*EXCERPT PROVIDED*.
◆ ◆ ◆ ◆ ◆ ◆ ◆
Indonesia’s self-inflicted economic wounds multiply


Impressive figure: It’s great that Sri Mulyani says she’ll stay. Her public service, however, isn’t a Band-Aid for flawed policies. — Reuters

INDONESIA’S hard-won reputation for stability is under great strain. In the decades after a financial collapse re-ordered the way the country was run, economic decision-making has been fairly predictable and financial managers considered credible.

This has been a big plus for an emerging market that’s often buoyed by bullish projections about its future role in the global economy, but sometimes struggles to get out of its own way.

This durability is being tested. While Finance Minister Sri Mulyani Indrawati’s insistence on Tuesday that she wasn’t leaving was greeted with relief, not everything should rest on her shoulders. Quality ministers matter, but the underlying approach to budgets and interest rates, and the messages received by investors, matter more.

If calibrated correctly, policies ought to survive the personnel cycles that are a natural feature of governments everywhere.

Will Indonesia be that fortunate?

That Jakarta’s stock-market plunge – the main index was down 7% at one point on Tuesday – was attributed to speculation Sri Mulyani would depart wasn’t a promising sign.

It suggests weaknesses that require not just a steady hand, but a particularly adept sales executive who can help Indonesia raise funds in international markets.

Tackling outbreaks head-on

She has performed that role ably for much of the past decade, but problems have piled up that would test any cabinet pick: a surprising revenue shortfall, a weakening currency, questions about the central bank’s independence, and a decline in consumer prices.

Wrapped around these challenges is the troubling perception that President Prabowo Subianto is meddling in decisions once left safely to technocrats.

Sound fiscal policy has been a redeeming quality of recent Indonesian administrations; deficits are restricted by law to 3% of gross domestic product, and officials have taken care to stress prudence. There have, however, been some shocks.
◆ ◆ ◆ ◆ ◆ ◆ ◆
*AIM 1*.
In the article on Indonesia's economy, what limit does the law place on deficits?
*AIM 2*.
Extend the article on Indonesia's economy, picking up right after its last sentence.
The items play no part in what is asked here.
◆ ◆ ◆ ◆ ◆ ◆ ◆
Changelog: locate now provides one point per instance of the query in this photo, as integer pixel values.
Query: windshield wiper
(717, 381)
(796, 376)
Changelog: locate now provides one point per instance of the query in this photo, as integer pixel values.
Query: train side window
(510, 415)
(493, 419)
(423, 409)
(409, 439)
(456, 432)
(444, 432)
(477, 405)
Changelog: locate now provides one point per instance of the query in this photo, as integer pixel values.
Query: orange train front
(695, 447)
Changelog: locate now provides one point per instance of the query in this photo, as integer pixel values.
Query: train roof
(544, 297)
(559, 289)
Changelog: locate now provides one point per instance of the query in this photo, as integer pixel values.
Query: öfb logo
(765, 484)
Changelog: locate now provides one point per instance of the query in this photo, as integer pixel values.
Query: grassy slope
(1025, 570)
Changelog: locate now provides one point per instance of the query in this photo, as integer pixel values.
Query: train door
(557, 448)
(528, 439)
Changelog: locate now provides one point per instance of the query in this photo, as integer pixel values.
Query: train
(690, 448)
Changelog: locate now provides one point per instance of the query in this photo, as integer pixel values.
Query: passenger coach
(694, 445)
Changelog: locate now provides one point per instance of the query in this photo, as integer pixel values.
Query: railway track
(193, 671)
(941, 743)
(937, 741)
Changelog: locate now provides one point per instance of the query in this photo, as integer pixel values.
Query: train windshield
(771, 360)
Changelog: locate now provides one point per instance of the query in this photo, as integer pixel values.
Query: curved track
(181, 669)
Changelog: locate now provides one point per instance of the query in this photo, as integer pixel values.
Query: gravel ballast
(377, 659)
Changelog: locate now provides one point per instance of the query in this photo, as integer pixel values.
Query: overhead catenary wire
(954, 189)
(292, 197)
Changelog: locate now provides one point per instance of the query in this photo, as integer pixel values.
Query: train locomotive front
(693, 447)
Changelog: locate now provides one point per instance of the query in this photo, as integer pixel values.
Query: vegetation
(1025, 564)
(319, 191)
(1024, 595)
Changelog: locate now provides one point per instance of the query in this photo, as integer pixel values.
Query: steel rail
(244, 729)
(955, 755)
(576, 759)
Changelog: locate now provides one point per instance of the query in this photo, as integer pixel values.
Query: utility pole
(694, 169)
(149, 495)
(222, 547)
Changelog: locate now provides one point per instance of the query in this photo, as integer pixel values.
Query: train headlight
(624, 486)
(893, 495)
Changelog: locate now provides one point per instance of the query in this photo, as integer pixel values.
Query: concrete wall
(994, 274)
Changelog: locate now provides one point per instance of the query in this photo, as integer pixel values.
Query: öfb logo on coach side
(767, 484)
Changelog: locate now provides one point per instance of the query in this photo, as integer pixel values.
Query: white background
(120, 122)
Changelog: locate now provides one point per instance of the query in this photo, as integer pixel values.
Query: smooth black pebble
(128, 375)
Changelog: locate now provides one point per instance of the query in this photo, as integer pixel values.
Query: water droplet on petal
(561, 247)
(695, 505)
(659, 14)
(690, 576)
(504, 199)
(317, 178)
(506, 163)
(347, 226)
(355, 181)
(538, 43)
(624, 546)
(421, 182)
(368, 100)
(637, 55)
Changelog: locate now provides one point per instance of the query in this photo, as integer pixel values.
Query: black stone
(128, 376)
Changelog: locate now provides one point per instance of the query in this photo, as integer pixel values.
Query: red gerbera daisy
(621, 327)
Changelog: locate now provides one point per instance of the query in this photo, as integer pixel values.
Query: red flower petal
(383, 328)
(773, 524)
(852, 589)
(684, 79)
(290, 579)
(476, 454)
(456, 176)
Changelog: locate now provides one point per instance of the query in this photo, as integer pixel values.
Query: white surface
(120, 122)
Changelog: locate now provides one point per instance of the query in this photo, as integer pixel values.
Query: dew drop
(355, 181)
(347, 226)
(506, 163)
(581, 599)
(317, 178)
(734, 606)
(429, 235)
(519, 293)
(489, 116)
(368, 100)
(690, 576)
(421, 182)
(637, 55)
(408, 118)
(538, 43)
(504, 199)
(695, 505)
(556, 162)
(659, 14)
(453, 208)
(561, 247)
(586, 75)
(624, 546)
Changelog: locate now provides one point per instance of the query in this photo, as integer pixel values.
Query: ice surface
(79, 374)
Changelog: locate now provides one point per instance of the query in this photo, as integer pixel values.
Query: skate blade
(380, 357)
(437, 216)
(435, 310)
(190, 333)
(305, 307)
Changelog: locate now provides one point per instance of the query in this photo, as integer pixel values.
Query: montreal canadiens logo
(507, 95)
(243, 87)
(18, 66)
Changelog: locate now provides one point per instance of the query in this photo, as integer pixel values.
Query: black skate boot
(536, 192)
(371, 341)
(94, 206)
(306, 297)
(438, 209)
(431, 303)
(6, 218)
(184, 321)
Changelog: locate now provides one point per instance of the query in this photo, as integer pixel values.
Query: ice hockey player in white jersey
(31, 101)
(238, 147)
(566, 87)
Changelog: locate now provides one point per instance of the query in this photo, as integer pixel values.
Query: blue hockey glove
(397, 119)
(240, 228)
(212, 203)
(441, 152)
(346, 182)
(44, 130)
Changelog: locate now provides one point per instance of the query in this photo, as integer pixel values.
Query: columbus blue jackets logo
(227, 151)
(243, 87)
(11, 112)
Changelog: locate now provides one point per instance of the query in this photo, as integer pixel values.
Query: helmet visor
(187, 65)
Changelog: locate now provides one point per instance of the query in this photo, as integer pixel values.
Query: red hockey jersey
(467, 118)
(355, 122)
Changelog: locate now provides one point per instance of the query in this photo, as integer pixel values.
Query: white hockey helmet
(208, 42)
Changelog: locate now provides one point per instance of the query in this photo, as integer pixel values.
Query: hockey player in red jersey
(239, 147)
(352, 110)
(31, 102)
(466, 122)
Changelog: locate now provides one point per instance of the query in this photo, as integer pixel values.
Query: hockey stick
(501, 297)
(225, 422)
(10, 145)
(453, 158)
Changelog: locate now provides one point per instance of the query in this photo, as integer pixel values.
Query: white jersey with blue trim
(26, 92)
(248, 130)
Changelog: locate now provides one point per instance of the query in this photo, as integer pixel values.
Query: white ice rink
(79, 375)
◆ ◆ ◆ ◆ ◆ ◆ ◆
*RESPONSE 1*.
Deficits are restricted by law to 3% of gross domestic product.

*RESPONSE 2*.
Last week, the government revealed a rare deficit for the first two months of the year. Hardly a disaster, but context matters.

A long-planned hike in the value-added tax was recently gutted, a decision closely followed by a sudden drive to reduce spending.

Some belt-tightening is laudable, though the haphazard nature of decrees is worrying. The rupiah is Asia’s worst-performing currency this quarter.

Spending that hasn’t been chopped is for Prabowo’s pet projects, including free school lunches.

He wants the economy to grow much faster than the 5% logged over the past decade, and thinks fiscal policy has been too cautious.

But this is a global environment less benign than when the former general turned populist took office in October. World growth prospects appear weaker than even two months ago.

Once dismissed as unlikely, the prospect of a recession in the United States is now being taken seriously.

President Donald Trump’s threats of wide-ranging tariffs, and the on-again-off-again nature of their implementation is eroding confidence.

The disruptive shifts are also on display at Bank Indonesia (BI). After pledging to buttress the rupiah when setting rates, the central bank unexpectedly changed direction early this year and began cutting borrowing costs.

Surprises are rarely good in the monetary realm.

Indonesia’s dash for growth was odd, given the emphasis placed on currency stability and the need to intervene frequently to steady it.

The central bank kept its key rate unchanged on Wednesday, reflecting the expectations of most economists. To have made a reduction after this week’s tumult would have been truly astonishing.

Also distressing is BI’s apparent preparedness to entertain so-called debt monetisation, the use of the central bank’s resources to finance state spending.

This has usually been frowned upon because it blurs the distinction between fiscal and monetary settings – and exposes the bank to criticism that it’s subject to political pressure.

BI, remade in orthodox fashion under the guidance of the International Monetary Fund (IMF) after the Asian financial crisis, was wary of going down that route.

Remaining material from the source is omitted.